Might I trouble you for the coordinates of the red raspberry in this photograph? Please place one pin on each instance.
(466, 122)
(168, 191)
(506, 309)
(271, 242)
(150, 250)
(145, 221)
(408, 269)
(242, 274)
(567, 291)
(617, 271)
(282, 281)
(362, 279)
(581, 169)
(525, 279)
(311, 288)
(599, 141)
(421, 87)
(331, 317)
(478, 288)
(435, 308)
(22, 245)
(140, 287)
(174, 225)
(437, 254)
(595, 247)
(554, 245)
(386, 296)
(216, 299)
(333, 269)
____
Work request: Set down the entries again, exactly as they stand above.

Expected answer:
Might I trouble you for the coordinates of the red raspberry in this photograph? Please place one pin on each instance.
(466, 122)
(168, 191)
(506, 309)
(271, 242)
(150, 250)
(145, 221)
(408, 269)
(242, 274)
(567, 291)
(617, 271)
(282, 281)
(362, 279)
(581, 169)
(525, 279)
(311, 288)
(599, 141)
(421, 87)
(331, 317)
(478, 288)
(435, 308)
(22, 245)
(140, 287)
(174, 225)
(437, 254)
(595, 247)
(554, 245)
(386, 296)
(216, 299)
(333, 269)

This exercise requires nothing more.